Task requirements:
Your answer must be the full listing below, restated word for word, with no pictures in it.

Supplied data:
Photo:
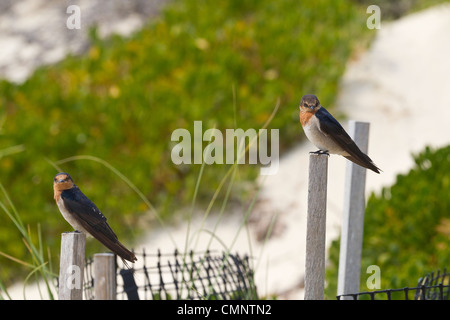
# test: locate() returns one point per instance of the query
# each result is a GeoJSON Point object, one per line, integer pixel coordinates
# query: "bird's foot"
{"type": "Point", "coordinates": [318, 152]}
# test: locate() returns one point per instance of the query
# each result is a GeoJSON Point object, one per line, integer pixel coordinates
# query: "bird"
{"type": "Point", "coordinates": [327, 134]}
{"type": "Point", "coordinates": [84, 216]}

Solution for this problem:
Photo:
# test: locate() returns one point per instance of the query
# each result is a GeoJSON Point object, one per line, integer pixel coordinates
# query: "bird's foot"
{"type": "Point", "coordinates": [318, 152]}
# test: locate() returns one point per instance of the query
# each result is a GeoJSON Point object, one per line, integer pixel coordinates
# query: "bird"
{"type": "Point", "coordinates": [327, 134]}
{"type": "Point", "coordinates": [84, 216]}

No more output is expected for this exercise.